## EXTRACT PROVIDED
====================

ORLANDO — Increasing experience with the α4β7 integrin antibody vedolizumab (Entyvio) continues to support the observation that this agent represents a new chapter in the treatment of inflammatory bowel disease beyond the tumor necrosis factor (TNF) inhibitors, a researcher reported here.
“It’s important to recognize that we are approaching a quarter century of TNF inhibitor use, and that those are yesterday’s drugs,” said Brian G. Feagan, MD, of Western University in London, Ontario, at the annual Advances in Inflammatory Bowel Diseases meeting.
The TNF inhibitors have been “far from perfect” with regard to efficacy in inflammatory bowel disease. “We’re not seeing 70, 80, 90% response rates — it’s more like 30-40%,” Feagan said.
Moreover, “we’ve come to understand that these drugs have a significant Achilles’ heel, which is the risk of serious infection,” he added. The most common serious infections with the TNF inhibitors today are pneumococcal pneumonia, influenza, and pelvic abscesses, and immunizations can help overcome these, but “those drugs are systemic immunosuppressives, and infection is a limitation.”
Vedolizumab inhibits the tracking of lymphocytes specifically in the gut, and has been approved for use in ulcerative colitis and Crohn’s disease based on the GEMINI studies.

====================

## PROVIDED DATA

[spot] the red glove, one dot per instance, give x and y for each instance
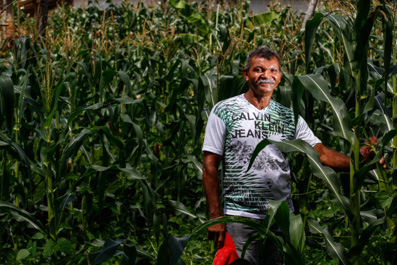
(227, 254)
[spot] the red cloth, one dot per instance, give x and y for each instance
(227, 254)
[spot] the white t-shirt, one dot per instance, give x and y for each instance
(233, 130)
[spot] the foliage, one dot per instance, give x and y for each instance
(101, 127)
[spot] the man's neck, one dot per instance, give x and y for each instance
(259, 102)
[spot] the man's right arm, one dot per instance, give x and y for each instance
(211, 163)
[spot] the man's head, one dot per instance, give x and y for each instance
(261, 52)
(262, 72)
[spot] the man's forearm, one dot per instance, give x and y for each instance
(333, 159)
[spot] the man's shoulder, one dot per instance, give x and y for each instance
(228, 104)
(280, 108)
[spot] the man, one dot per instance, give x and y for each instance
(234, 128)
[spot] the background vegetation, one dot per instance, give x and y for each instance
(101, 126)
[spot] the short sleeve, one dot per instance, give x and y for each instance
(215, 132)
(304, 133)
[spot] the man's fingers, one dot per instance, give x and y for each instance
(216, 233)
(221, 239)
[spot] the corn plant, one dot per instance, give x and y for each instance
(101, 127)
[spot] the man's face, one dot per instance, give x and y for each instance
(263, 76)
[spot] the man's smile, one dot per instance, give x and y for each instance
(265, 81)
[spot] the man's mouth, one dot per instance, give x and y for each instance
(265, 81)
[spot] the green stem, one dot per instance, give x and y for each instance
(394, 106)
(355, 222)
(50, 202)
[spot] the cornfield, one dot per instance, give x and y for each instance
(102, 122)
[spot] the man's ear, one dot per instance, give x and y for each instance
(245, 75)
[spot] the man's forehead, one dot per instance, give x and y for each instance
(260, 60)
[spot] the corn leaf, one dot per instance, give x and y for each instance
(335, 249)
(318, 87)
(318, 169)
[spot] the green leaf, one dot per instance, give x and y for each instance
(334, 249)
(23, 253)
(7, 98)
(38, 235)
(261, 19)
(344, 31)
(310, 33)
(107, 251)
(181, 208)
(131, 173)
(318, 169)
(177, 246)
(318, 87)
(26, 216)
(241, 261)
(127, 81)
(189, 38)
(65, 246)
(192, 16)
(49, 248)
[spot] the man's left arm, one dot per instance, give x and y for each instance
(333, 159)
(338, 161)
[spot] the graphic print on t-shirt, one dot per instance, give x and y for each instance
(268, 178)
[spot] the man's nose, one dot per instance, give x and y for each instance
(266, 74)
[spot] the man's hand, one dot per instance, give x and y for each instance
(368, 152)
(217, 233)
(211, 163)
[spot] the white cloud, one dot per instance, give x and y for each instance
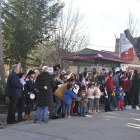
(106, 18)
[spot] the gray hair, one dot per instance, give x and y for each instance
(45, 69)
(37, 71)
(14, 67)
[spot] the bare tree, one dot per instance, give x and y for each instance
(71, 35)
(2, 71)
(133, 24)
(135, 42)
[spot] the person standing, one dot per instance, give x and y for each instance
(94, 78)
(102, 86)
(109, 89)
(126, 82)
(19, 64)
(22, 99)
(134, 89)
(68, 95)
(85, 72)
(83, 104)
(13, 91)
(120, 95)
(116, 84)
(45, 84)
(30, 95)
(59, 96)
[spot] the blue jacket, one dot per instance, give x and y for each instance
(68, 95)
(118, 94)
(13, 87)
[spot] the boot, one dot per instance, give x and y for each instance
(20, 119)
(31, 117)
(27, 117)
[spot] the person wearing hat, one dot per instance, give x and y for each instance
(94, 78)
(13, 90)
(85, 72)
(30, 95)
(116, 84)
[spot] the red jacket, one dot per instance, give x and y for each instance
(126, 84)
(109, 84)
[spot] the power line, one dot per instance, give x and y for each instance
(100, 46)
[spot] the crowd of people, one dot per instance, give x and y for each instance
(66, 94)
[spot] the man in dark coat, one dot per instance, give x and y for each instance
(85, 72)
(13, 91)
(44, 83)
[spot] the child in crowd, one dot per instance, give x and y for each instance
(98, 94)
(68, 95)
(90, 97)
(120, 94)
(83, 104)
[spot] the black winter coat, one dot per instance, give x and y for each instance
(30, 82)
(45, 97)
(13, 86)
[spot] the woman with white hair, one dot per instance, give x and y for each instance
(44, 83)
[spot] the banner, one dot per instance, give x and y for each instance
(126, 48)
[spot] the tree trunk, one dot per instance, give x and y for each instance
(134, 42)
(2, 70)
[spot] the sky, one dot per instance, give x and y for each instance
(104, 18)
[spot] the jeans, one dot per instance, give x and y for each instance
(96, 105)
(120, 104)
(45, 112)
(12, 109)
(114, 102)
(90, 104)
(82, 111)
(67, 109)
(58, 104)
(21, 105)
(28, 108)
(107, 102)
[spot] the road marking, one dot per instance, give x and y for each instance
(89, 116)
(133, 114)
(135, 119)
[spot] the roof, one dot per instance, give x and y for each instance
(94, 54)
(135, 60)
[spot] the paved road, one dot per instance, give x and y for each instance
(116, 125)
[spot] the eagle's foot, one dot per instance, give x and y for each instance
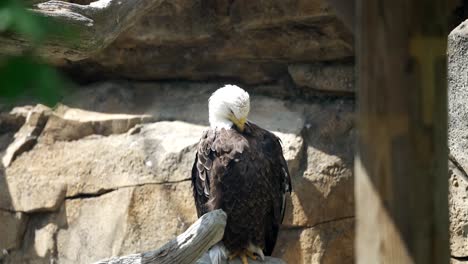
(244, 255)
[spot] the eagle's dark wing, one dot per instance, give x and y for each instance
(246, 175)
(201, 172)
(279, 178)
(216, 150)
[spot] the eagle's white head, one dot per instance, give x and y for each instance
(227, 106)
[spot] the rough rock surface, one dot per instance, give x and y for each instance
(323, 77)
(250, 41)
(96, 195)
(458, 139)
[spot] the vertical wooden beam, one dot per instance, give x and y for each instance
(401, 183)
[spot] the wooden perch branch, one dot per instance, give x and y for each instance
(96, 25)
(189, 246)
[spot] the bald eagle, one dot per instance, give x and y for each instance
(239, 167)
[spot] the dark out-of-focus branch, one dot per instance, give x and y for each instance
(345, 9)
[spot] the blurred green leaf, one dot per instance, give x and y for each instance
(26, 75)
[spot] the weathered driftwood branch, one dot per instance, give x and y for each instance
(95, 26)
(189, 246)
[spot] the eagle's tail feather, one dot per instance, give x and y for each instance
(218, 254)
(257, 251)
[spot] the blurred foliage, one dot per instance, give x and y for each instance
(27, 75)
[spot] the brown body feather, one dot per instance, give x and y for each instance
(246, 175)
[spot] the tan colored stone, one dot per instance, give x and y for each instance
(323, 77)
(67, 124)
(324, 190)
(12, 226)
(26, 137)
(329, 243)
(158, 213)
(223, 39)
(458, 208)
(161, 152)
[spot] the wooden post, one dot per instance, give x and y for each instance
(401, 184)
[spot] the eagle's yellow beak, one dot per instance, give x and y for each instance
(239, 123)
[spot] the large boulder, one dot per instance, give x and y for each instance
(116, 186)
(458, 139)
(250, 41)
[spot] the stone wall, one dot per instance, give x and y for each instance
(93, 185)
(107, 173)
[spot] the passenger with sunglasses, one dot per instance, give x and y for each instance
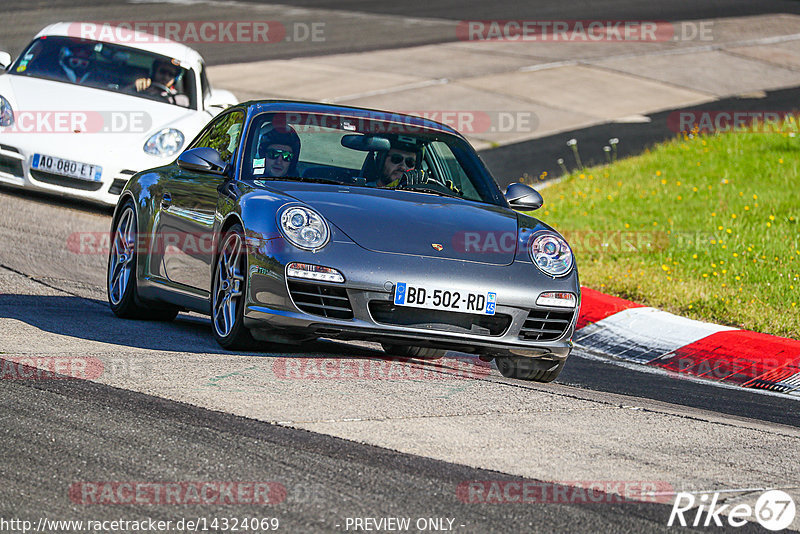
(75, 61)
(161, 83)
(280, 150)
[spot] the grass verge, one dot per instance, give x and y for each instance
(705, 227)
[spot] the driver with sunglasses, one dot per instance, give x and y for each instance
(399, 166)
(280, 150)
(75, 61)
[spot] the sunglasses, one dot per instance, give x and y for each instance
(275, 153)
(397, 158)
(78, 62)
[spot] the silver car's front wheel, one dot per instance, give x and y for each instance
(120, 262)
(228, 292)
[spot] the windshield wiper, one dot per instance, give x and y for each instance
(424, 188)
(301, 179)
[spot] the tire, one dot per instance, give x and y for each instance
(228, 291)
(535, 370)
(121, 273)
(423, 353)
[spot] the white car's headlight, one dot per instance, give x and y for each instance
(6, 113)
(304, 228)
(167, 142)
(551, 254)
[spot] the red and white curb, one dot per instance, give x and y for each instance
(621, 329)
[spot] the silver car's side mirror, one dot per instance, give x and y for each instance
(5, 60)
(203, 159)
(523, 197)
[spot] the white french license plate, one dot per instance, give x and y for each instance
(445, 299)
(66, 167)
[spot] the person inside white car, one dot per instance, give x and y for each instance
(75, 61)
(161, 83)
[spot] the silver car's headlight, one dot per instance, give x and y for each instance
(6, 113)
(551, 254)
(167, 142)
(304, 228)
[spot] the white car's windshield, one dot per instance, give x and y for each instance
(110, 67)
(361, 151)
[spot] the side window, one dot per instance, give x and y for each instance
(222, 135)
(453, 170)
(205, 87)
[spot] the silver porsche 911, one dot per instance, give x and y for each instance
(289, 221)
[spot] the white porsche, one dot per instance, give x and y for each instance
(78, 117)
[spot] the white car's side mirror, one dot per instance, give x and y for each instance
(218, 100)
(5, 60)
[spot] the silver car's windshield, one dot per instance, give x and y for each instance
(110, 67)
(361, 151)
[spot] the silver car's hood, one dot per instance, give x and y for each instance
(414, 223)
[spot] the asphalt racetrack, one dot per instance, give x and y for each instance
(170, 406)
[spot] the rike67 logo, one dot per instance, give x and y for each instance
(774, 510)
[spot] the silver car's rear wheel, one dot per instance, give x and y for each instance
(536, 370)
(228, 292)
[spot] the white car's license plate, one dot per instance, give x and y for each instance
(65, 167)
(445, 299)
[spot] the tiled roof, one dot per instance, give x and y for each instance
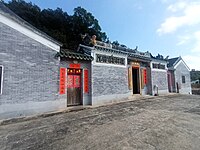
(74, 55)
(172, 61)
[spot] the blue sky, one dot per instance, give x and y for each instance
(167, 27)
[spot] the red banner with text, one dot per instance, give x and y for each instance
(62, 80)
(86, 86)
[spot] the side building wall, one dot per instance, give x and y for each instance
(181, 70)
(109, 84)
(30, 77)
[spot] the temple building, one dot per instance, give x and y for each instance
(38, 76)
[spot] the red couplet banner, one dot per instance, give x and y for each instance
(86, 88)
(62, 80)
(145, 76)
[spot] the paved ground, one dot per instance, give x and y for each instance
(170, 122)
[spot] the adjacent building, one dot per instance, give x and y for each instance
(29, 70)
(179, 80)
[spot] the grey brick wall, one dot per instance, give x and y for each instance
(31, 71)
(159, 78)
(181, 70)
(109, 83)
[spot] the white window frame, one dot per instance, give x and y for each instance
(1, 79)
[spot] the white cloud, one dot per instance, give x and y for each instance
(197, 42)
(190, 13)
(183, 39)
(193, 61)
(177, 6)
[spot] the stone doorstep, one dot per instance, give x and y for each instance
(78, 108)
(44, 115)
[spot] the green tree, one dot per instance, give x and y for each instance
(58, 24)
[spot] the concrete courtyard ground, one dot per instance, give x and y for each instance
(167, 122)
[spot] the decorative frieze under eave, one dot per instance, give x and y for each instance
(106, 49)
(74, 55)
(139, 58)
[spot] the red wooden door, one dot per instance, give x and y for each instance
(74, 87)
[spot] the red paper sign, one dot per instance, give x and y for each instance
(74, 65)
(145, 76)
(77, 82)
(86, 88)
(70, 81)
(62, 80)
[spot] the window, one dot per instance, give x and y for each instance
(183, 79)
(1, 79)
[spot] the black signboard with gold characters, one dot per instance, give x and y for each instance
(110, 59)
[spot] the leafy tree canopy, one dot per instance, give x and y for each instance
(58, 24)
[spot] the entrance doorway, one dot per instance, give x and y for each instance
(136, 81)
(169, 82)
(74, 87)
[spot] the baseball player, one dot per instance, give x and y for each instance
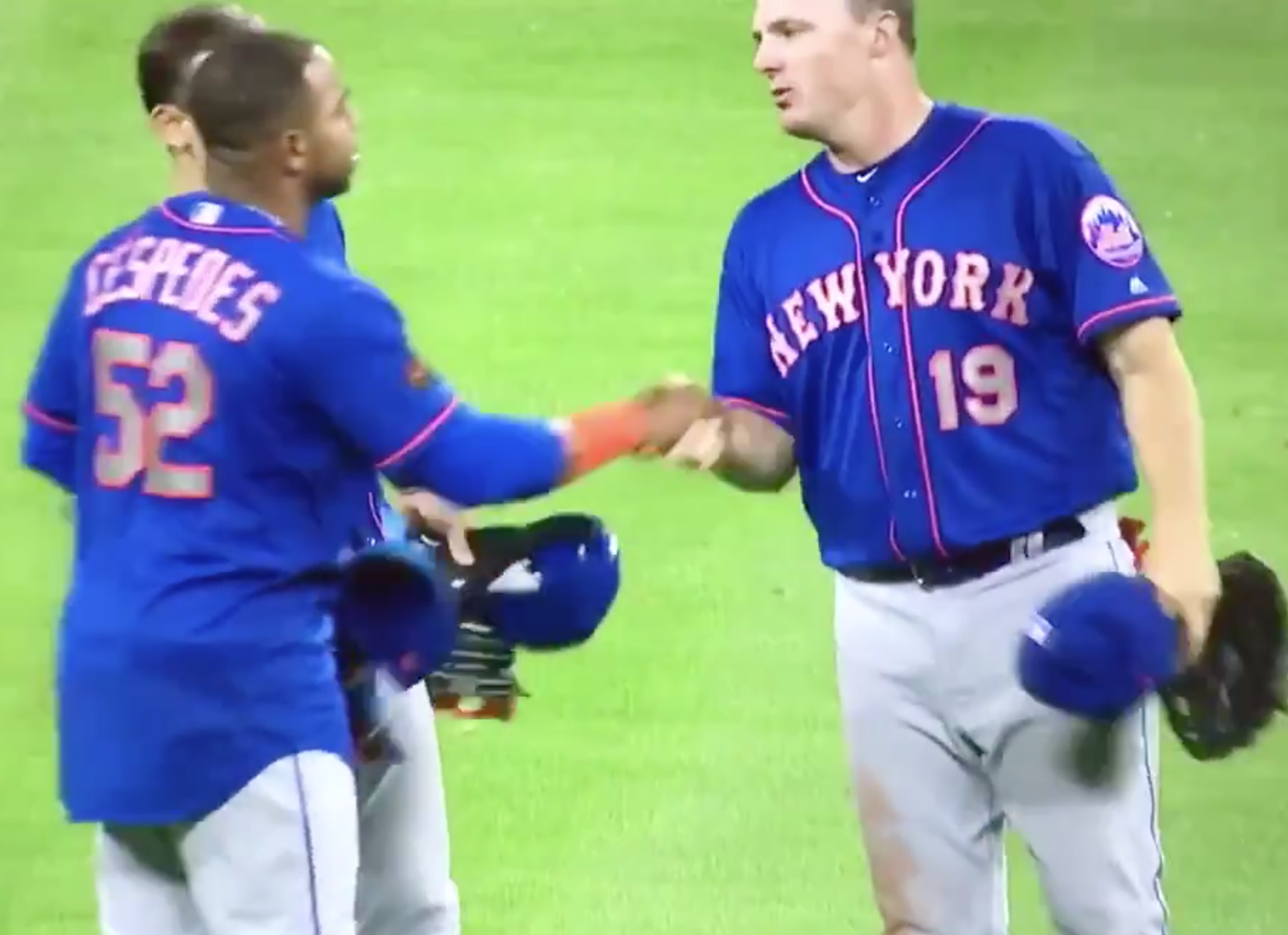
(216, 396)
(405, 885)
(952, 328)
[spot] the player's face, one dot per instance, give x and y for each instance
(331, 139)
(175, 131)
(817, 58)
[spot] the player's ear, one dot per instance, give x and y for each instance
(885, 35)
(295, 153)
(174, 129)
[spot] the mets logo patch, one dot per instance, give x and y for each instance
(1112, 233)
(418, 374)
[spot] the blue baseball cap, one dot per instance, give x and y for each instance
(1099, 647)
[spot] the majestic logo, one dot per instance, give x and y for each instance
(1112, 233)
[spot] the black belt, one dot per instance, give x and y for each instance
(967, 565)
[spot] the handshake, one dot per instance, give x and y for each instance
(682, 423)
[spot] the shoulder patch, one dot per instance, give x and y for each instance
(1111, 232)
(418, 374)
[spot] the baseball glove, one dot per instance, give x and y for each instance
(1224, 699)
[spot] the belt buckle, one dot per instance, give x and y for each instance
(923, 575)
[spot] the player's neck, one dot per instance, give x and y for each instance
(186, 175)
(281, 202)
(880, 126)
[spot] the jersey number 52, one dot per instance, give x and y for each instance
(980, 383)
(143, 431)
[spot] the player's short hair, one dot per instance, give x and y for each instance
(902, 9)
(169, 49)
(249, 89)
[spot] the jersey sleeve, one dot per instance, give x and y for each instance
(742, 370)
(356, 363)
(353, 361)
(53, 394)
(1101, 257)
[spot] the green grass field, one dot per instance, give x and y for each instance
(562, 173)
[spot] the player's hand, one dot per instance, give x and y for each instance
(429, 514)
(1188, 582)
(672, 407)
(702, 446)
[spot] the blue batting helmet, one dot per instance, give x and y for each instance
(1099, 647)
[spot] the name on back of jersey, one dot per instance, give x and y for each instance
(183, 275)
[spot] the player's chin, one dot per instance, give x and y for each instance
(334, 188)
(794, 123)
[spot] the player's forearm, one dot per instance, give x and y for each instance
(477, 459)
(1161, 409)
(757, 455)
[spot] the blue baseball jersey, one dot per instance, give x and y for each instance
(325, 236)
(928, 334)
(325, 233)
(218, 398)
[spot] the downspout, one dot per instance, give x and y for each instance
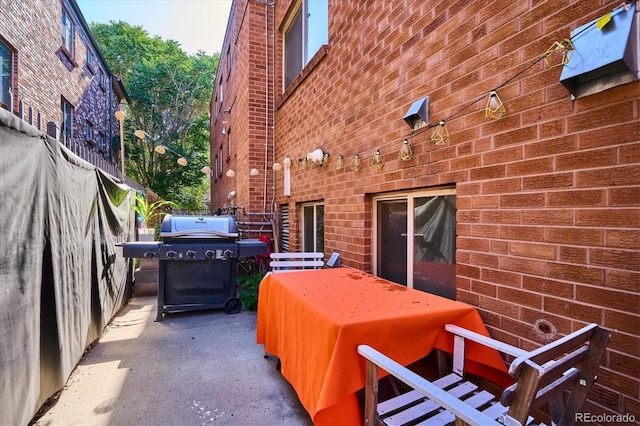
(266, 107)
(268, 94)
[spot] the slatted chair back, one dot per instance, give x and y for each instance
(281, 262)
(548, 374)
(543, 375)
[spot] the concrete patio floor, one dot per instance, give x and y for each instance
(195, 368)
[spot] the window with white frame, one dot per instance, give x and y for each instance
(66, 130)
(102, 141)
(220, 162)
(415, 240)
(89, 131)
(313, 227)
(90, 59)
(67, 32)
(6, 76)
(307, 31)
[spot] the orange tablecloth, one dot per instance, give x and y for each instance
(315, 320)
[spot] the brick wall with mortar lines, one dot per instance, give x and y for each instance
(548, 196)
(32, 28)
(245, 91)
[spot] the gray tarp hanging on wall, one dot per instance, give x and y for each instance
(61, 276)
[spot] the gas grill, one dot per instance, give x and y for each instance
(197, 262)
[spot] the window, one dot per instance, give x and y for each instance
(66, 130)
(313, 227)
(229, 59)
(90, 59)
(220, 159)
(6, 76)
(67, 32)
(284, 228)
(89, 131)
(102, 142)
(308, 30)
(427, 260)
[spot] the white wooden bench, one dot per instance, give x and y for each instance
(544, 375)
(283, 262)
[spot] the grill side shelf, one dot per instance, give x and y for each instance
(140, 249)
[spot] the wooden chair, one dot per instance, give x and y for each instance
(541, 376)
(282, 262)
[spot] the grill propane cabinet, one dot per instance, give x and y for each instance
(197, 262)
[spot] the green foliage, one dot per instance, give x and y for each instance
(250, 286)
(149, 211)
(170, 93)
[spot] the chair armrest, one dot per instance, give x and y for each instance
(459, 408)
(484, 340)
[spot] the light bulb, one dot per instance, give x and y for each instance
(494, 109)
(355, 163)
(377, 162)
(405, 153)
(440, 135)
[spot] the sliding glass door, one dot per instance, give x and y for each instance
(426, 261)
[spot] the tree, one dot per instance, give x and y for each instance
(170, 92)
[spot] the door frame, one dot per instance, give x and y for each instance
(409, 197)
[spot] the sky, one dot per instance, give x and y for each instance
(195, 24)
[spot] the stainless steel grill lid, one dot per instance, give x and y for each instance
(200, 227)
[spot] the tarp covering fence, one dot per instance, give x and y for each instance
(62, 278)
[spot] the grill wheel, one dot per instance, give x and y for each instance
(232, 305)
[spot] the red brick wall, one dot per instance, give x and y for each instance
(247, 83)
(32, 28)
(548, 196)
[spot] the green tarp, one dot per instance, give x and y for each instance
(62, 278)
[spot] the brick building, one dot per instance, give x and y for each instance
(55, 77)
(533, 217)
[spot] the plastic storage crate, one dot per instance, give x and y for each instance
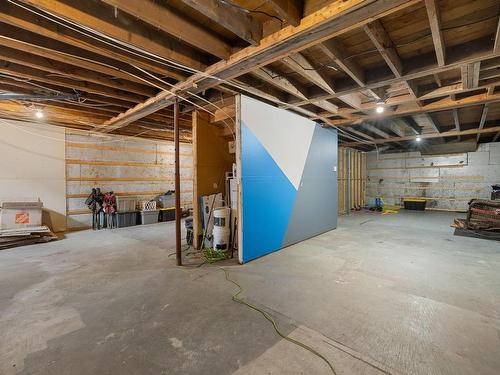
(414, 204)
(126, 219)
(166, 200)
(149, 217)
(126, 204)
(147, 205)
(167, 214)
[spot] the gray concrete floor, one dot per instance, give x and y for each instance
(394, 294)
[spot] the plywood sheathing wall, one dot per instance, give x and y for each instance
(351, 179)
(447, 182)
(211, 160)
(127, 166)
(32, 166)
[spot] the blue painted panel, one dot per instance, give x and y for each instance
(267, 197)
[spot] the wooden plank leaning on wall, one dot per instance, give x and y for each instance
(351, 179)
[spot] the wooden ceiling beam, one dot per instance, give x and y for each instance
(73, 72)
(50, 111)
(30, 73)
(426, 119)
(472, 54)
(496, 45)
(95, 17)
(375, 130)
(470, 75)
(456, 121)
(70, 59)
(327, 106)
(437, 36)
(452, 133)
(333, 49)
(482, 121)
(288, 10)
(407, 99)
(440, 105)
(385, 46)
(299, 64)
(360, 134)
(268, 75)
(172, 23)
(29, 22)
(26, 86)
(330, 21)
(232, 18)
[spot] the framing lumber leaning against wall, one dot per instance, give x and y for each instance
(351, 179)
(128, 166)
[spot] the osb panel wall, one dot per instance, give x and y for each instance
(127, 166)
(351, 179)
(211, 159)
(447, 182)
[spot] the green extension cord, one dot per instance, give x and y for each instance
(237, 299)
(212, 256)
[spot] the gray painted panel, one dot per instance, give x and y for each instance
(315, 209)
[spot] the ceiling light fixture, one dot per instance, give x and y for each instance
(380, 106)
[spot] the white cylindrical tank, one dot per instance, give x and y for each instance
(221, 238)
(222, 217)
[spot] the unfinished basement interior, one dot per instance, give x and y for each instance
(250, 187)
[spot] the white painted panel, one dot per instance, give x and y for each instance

====================

## THINGS TO DO
1. What does the vedolizumab article name as the most common serious infections with TNF inhibitors today?
2. In the vedolizumab article, rewrite the passage from "ORLANDO — Increasing" to "Bowel Diseases meeting." with "researcher" changed to "clinician".

## SOLUTION LIST
1. Pneumococcal pneumonia, influenza, and pelvic abscesses.

2.
ORLANDO — Increasing experience with the α4β7 integrin antibody vedolizumab (Entyvio) continues to support the observation that this agent represents a new chapter in the treatment of inflammatory bowel disease beyond the tumor necrosis factor (TNF) inhibitors, a clinician reported here.
“It’s important to recognize that we are approaching a quarter century of TNF inhibitor use, and that those are yesterday’s drugs,” said Brian G. Feagan, MD, of Western University in London, Ontario, at the annual Advances in Inflammatory Bowel Diseases meeting.